- Document extract:
Kristin Aslaug Persson is a Swedish/Icelandic American physicist and chemist. She was born in Lund, Sweden in 1971, to Eva Haettner-Aurelius  and Einar Benedikt Olafsson. She is a Faculty Senior Staff Scientist at Lawrence Berkeley National Laboratory and the Daniel M. Tellep Distinguished Professor of Materials Science and Engineering at University of California, Berkeley. Currently, she is also the Director of the Molecular Foundry, a national user facility managed by the US Department of Energy at Lawrence Berkeley National Laboratory. Persson is the Director and Co-Founder of the Materials Project, a multi-national effort to compute the properties of all inorganic materials. Her research group  focuses on the data-driven computational design and prediction of new materials for clean energy production and storage applications.

Education 
Persson holds a Master of Science in Engineering Physics from Lund Institute of Technology in Sweden and completed a Ph.D. in Theoretical Physics from Royal Institute of Technology (KTH) in Sweden in 2001, under the supervision of Göran Grimvall. After her Ph.D., she joined the Massachusetts Institute of Technology as a postdoctoral associate from 2001-2002 and 2004-2007.

- Your task: Reproduce everything in the profile of Kristin Persson from "Kristin Aslaug Persson" down to "and storage applications.", word for word. The material here is unrelated to the profile of Kristin Persson.

- Information shown:
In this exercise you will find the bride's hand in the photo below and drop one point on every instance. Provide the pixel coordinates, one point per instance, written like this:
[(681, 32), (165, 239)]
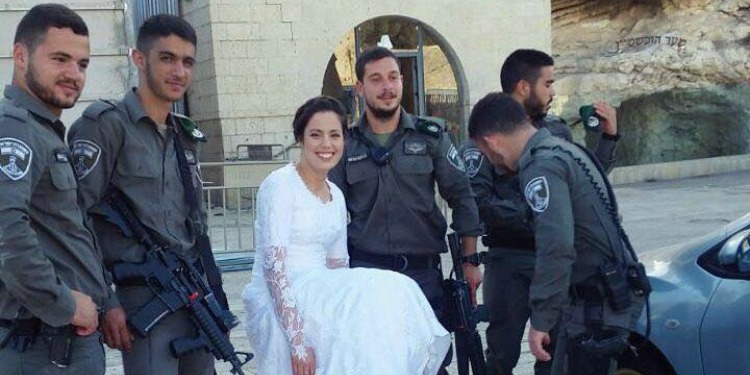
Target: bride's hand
[(306, 365)]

- Solution:
Kristin Aslaug Persson is a Swedish/Icelandic American physicist and chemist. She was born in Lund, Sweden in 1971, to Eva Haettner-Aurelius  and Einar Benedikt Olafsson. She is a Faculty Senior Staff Scientist at Lawrence Berkeley National Laboratory and the Daniel M. Tellep Distinguished Professor of Materials Science and Engineering at University of California, Berkeley. Currently, she is also the Director of the Molecular Foundry, a national user facility managed by the US Department of Energy at Lawrence Berkeley National Laboratory. Persson is the Director and Co-Founder of the Materials Project, a multi-national effort to compute the properties of all inorganic materials. Her research group  focuses on the data-driven computational design and prediction of new materials for clean energy production and storage applications.